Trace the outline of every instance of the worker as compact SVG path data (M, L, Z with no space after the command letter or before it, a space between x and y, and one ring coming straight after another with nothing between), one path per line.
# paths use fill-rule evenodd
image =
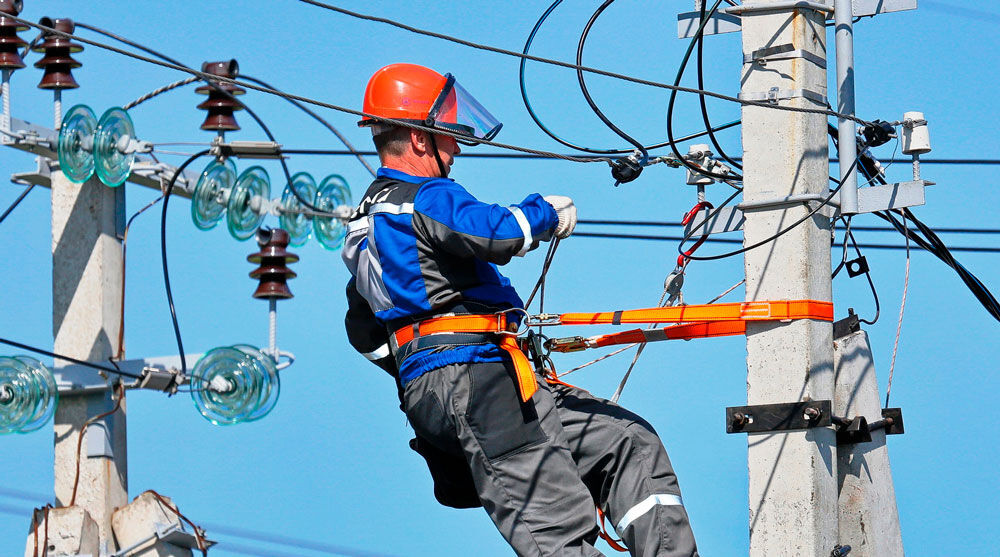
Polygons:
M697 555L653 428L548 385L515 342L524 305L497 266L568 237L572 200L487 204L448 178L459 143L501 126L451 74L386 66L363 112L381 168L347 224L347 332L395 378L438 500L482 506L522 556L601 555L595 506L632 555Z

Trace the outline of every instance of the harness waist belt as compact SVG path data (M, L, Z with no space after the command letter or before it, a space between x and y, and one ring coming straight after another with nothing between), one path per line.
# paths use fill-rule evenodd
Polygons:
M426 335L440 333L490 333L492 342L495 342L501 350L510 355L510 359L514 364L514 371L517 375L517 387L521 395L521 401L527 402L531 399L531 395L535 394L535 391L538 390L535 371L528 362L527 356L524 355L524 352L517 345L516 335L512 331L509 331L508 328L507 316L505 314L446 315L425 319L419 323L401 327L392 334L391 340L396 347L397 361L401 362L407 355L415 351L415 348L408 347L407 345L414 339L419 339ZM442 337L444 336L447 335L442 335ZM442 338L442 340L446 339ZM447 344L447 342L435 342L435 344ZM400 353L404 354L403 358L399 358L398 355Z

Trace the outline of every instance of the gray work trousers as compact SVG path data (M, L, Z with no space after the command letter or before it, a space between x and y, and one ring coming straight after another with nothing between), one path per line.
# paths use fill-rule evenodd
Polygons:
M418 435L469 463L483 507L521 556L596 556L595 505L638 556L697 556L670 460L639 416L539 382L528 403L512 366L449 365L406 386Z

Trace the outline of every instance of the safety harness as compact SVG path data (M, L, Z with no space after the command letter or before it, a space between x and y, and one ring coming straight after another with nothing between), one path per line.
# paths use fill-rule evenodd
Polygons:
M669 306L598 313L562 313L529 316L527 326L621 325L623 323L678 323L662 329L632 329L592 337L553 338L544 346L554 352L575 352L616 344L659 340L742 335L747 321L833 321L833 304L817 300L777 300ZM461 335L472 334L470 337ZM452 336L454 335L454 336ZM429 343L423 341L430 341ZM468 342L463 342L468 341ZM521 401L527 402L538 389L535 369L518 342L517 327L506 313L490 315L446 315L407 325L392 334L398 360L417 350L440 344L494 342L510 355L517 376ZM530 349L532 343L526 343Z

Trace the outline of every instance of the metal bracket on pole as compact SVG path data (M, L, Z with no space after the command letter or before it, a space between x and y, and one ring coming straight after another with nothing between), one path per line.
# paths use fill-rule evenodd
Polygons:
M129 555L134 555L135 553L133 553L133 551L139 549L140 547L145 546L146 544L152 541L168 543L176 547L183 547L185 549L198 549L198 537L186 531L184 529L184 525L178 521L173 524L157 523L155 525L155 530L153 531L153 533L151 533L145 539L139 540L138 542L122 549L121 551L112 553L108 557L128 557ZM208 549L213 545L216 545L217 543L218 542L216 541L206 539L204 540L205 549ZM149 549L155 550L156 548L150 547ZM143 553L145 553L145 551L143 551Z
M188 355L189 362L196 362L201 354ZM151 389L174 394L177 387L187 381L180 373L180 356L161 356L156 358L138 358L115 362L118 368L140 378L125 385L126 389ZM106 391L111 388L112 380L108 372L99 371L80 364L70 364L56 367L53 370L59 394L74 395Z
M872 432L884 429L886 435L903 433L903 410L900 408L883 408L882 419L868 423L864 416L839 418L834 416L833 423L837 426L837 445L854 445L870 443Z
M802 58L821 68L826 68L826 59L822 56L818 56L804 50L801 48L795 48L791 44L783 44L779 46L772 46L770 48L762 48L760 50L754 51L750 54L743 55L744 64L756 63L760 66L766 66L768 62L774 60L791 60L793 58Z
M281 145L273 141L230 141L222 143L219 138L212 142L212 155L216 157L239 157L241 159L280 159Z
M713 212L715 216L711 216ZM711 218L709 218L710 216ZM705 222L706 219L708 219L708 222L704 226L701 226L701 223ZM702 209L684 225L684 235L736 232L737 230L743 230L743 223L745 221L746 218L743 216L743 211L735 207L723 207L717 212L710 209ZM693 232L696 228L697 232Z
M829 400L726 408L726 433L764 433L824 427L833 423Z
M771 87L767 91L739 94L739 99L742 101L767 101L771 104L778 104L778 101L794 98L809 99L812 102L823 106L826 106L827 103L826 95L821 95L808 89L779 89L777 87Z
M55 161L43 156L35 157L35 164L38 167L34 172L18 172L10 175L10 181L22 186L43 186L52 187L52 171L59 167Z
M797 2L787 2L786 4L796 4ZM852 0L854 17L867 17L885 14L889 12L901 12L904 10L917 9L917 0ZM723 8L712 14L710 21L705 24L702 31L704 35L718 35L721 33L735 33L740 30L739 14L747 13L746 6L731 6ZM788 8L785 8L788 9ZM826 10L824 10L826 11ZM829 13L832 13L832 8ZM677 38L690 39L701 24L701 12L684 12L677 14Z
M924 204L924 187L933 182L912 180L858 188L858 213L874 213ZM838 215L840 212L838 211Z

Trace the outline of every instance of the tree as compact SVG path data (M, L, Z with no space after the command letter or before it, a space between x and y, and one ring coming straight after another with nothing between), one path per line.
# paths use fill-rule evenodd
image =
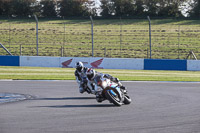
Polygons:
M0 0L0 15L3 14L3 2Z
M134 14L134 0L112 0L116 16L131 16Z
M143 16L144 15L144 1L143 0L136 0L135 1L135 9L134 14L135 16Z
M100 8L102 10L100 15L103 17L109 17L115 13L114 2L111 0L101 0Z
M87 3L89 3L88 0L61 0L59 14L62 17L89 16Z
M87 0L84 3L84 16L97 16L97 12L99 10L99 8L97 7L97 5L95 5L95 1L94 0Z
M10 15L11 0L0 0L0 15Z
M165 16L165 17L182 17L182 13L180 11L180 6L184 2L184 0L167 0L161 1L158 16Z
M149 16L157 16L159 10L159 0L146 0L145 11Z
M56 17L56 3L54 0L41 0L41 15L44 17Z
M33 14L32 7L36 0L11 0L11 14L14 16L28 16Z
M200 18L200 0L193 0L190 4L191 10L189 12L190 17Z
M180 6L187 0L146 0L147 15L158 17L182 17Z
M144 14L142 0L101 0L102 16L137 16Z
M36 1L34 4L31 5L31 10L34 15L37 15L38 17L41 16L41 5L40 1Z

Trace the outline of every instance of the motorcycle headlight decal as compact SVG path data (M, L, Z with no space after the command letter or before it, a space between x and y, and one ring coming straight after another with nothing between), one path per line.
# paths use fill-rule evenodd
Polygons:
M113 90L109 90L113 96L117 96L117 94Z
══════════
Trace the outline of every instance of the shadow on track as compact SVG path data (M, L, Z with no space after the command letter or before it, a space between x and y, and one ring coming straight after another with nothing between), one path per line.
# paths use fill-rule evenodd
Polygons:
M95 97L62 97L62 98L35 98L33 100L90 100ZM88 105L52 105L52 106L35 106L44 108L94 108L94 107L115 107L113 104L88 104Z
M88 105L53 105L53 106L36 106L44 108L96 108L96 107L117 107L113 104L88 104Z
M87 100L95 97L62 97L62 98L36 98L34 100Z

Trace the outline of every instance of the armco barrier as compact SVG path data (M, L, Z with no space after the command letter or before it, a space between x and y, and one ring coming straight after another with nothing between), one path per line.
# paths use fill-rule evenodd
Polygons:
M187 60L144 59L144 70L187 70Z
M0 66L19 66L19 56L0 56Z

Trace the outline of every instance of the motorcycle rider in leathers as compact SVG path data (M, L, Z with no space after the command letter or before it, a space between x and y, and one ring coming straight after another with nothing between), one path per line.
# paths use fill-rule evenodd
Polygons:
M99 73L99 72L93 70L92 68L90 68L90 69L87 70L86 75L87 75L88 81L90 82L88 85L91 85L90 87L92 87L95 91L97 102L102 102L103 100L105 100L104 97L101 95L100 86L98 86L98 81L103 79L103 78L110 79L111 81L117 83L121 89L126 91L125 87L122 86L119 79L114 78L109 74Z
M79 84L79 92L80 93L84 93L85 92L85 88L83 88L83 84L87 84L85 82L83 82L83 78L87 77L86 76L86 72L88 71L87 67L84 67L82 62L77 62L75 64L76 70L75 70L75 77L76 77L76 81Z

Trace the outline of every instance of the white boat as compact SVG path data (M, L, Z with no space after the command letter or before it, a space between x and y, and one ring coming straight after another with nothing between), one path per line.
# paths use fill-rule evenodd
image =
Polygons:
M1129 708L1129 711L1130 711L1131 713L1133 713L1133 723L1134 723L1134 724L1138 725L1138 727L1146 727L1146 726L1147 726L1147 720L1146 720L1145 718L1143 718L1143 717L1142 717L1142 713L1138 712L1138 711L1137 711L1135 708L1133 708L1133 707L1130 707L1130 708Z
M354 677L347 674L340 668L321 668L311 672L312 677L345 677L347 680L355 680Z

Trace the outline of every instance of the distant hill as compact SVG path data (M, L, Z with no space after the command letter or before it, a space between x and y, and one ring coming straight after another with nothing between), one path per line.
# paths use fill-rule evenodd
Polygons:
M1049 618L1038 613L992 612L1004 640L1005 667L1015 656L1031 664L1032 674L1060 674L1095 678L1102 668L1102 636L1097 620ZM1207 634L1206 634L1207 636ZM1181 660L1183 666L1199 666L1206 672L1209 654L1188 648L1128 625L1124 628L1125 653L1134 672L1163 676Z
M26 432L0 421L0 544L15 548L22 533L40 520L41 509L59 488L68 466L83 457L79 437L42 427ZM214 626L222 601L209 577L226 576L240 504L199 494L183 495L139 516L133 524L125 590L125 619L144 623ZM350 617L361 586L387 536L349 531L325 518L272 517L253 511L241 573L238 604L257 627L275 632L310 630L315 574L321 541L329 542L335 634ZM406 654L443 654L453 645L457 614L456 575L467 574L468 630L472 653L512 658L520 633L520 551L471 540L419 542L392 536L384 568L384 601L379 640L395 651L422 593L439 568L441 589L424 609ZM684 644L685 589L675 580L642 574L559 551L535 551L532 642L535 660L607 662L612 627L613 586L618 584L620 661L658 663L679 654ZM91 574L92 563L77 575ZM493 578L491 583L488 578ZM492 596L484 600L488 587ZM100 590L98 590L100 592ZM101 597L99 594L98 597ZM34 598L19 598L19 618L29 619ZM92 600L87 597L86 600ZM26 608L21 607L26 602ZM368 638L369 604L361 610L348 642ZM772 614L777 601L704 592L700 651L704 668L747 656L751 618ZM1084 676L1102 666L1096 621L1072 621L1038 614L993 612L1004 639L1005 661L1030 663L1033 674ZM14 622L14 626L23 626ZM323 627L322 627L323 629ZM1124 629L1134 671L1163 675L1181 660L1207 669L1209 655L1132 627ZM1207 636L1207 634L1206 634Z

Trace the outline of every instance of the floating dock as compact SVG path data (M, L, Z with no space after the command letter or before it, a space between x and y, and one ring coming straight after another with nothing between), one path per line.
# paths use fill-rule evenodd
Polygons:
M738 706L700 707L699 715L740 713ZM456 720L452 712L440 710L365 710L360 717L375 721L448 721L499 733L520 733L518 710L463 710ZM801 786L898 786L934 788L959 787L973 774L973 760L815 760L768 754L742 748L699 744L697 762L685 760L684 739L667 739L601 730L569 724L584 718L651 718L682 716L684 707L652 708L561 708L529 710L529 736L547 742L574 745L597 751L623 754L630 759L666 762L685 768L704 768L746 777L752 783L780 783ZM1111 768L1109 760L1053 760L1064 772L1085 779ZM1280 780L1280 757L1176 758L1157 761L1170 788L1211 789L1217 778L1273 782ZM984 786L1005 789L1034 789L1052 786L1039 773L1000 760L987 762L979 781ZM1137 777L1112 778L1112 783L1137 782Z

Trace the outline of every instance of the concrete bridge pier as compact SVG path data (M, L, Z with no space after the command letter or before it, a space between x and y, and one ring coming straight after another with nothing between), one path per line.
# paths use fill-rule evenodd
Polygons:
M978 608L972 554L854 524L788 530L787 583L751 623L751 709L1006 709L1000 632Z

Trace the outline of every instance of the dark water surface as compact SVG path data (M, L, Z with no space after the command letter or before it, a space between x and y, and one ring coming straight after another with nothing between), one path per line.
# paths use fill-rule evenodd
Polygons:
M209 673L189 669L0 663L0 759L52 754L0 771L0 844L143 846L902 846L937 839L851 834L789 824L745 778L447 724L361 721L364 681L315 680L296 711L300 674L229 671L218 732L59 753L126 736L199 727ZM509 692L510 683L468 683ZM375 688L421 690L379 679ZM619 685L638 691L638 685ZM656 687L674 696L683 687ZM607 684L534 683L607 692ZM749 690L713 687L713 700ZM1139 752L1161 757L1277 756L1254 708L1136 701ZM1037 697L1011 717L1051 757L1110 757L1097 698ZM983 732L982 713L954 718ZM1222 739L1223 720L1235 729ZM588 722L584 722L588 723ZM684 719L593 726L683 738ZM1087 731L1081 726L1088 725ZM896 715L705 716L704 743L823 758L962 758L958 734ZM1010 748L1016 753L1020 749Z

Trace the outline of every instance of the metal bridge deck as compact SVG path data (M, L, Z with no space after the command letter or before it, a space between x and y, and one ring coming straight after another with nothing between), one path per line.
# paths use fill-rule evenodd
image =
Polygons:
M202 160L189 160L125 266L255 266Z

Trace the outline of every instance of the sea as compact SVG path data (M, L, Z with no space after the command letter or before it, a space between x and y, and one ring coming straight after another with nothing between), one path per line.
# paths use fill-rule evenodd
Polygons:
══════════
Problem to work on: Look through the data above. Each line containing the word "motorcycle" needs to be copied.

Exercise result:
Trace the outline of every instance of the motorcycle headlight decal as compact SVG path data (M, L, Z with no space after the command letter or before it, a space between x and y, and one ring coming straight after another with nothing between), one path per line.
Trace the outline of every instance of the motorcycle rider in leathers as compact SVG path data (M, L, Z with no space after the command letter or before it, a space between x and y, and one ring coming straight after another with nothing between), one path per line.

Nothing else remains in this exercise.